Problem description:
Set the data down again, exactly as it reads, but without the pictures.

Data for this task start

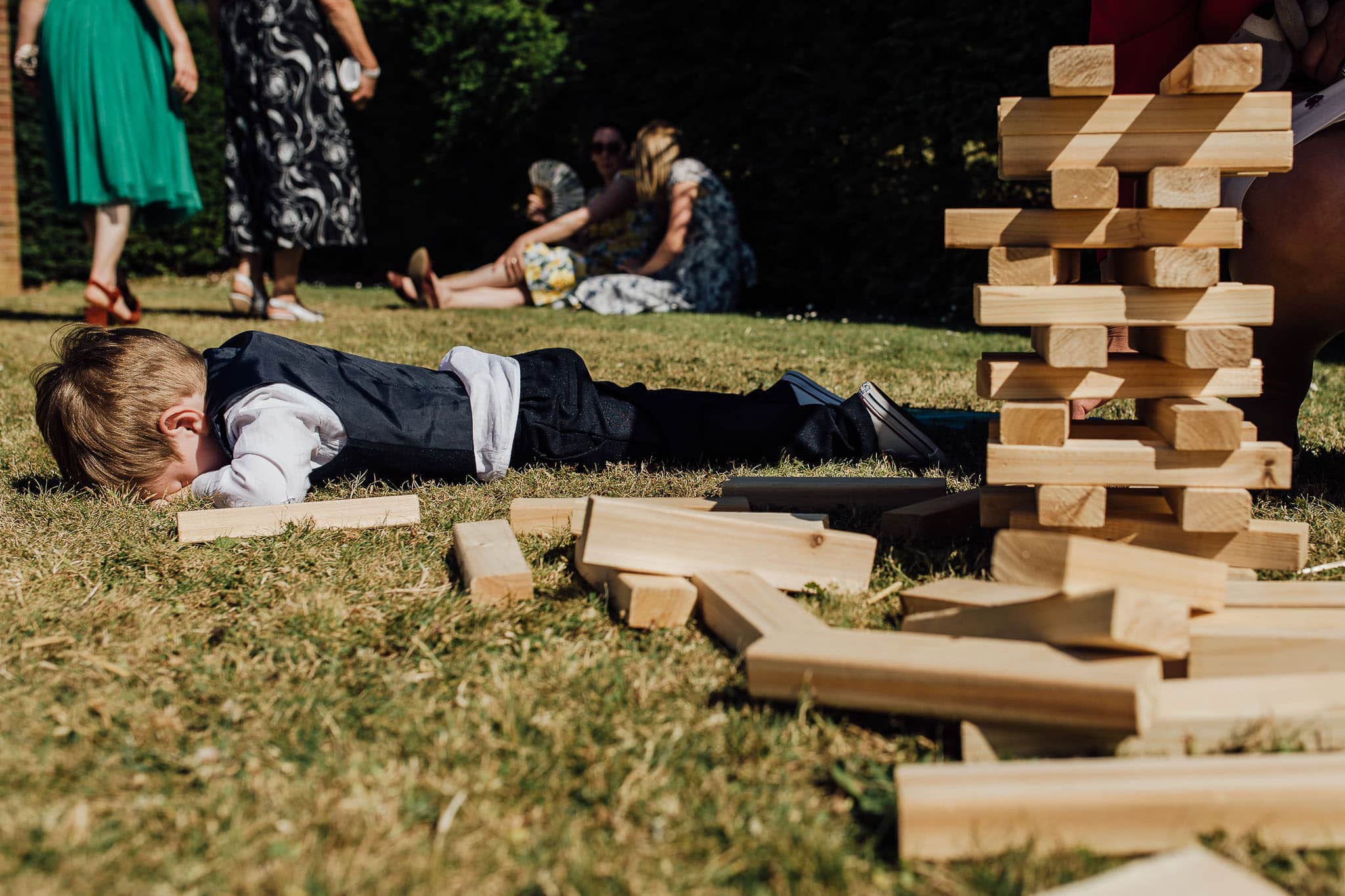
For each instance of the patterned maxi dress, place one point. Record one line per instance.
(707, 277)
(290, 164)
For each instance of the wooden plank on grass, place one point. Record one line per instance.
(1083, 70)
(1036, 156)
(1032, 267)
(1086, 228)
(1145, 113)
(1071, 345)
(1024, 377)
(1078, 566)
(491, 563)
(741, 608)
(833, 492)
(248, 522)
(1121, 618)
(1116, 305)
(1165, 267)
(1118, 806)
(666, 542)
(1265, 544)
(942, 677)
(1216, 68)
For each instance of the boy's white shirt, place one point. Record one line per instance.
(280, 435)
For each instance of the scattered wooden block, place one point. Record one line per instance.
(1121, 618)
(1216, 68)
(1034, 422)
(1265, 544)
(1211, 509)
(1268, 641)
(1074, 505)
(833, 492)
(1086, 187)
(1165, 268)
(245, 523)
(951, 515)
(1087, 70)
(741, 608)
(1145, 113)
(1116, 806)
(1199, 347)
(948, 594)
(1115, 305)
(1181, 187)
(491, 563)
(651, 601)
(1082, 228)
(1099, 461)
(942, 677)
(666, 542)
(1024, 377)
(1078, 566)
(1246, 152)
(1193, 423)
(1033, 267)
(1071, 345)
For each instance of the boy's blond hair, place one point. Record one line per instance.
(99, 403)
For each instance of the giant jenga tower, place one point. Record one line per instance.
(1191, 454)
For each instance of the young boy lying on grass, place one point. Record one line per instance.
(261, 418)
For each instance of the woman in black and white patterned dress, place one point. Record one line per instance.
(290, 164)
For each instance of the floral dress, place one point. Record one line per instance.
(707, 277)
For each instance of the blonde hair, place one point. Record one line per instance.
(657, 147)
(99, 403)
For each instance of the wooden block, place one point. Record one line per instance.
(1118, 806)
(833, 492)
(1082, 228)
(1116, 305)
(1265, 544)
(1165, 267)
(942, 677)
(1086, 187)
(1216, 68)
(1197, 347)
(666, 542)
(1268, 641)
(1246, 152)
(1078, 566)
(1181, 187)
(947, 516)
(493, 566)
(1034, 422)
(1211, 509)
(245, 523)
(1087, 70)
(948, 594)
(1101, 461)
(1121, 618)
(1012, 267)
(1145, 113)
(1074, 505)
(1193, 423)
(1024, 377)
(651, 601)
(741, 608)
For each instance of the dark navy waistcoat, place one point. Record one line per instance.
(400, 421)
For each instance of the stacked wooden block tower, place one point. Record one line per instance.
(1191, 453)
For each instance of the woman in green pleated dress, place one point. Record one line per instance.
(108, 72)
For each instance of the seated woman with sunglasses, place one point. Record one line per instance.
(545, 265)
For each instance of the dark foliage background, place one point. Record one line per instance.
(843, 131)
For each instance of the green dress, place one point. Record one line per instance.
(114, 125)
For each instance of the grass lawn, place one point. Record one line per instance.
(324, 712)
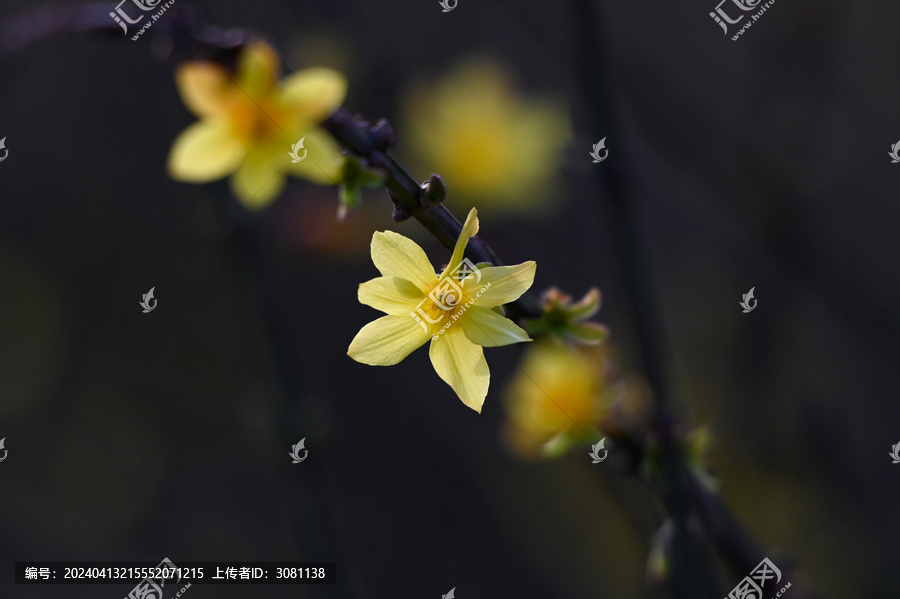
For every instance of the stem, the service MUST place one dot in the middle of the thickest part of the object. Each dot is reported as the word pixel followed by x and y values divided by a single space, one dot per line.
pixel 365 141
pixel 693 574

Data for this task end

Task result:
For each instance of the patterned maxi dress, place one point. Record one line per instance.
(707, 277)
(290, 164)
For each instance of the wooden plank on grass, place one point. Record one line per instance.
(1083, 70)
(1036, 156)
(1032, 267)
(1086, 228)
(1145, 113)
(1071, 345)
(1024, 377)
(1078, 566)
(491, 563)
(741, 608)
(833, 492)
(248, 522)
(1121, 618)
(1116, 305)
(1165, 267)
(1118, 806)
(666, 542)
(1265, 544)
(942, 677)
(1216, 68)
For each instance of the boy's white shirt, place one point. Record one line per instance.
(280, 435)
For each instance of the scattered wooden block, place one point. Record one line per instance.
(1121, 618)
(1216, 68)
(1034, 422)
(1265, 544)
(1211, 509)
(1268, 641)
(1074, 505)
(833, 492)
(1086, 187)
(1165, 268)
(245, 523)
(951, 515)
(1087, 70)
(741, 608)
(1145, 113)
(1116, 806)
(1199, 347)
(948, 594)
(1115, 305)
(1181, 187)
(491, 563)
(651, 601)
(1082, 228)
(1099, 461)
(942, 677)
(666, 542)
(1024, 377)
(1078, 566)
(1246, 152)
(1193, 423)
(1033, 267)
(1071, 345)
For each instance of the boy's blond hair, place one point. Record one line per instance.
(99, 403)
For each instance of the giant jenga tower, place one point. Record one line per instance.
(1191, 454)
For each instance of the young boy lying on grass, place one point. Record one line per instance.
(261, 418)
For each instance of the woman in black and white patterned dress, place one point. Record one line per instance.
(290, 164)
For each instance of the floral dress, place one point. Record one line per instance.
(707, 277)
For each instance of the blonde hair, place one point. Record one line per instance.
(657, 147)
(99, 403)
For each instance of the wooden block, place one point. Record one line per instance.
(1118, 806)
(833, 492)
(1082, 228)
(1116, 305)
(1265, 544)
(1165, 267)
(942, 677)
(1086, 187)
(1216, 68)
(1197, 347)
(666, 542)
(1268, 641)
(1246, 152)
(1078, 566)
(1181, 187)
(947, 516)
(493, 566)
(1034, 422)
(1211, 509)
(245, 523)
(1087, 70)
(948, 594)
(1101, 461)
(1121, 618)
(1012, 267)
(1145, 113)
(1074, 505)
(1193, 423)
(1024, 377)
(651, 601)
(741, 608)
For each instance of the dark navy waistcoat, place one point. Record one line per instance.
(400, 421)
For each instance of the stacked wooden block tower, place one point. Record one line per instance.
(1191, 453)
For each instance of the woman in green pleated dress, place one point. Record one line per instance.
(108, 72)
For each instance of the seated woman with sunglasses, place one point. Record one line per instance.
(545, 265)
For each instance of the dark foliage background, place one point. Record one line per instance.
(843, 131)
For each instance of the green dress, place one point. Record one line per instance.
(114, 125)
For each instance of the grass lawn, place one point. Record one line per instance.
(324, 712)
For every instance of the stem, the service MUST place one dot in the middle of the thickest part of the object. Each dot is reported as the word pixel followed by x and y values divided by a single space, one dot per line.
pixel 365 141
pixel 693 574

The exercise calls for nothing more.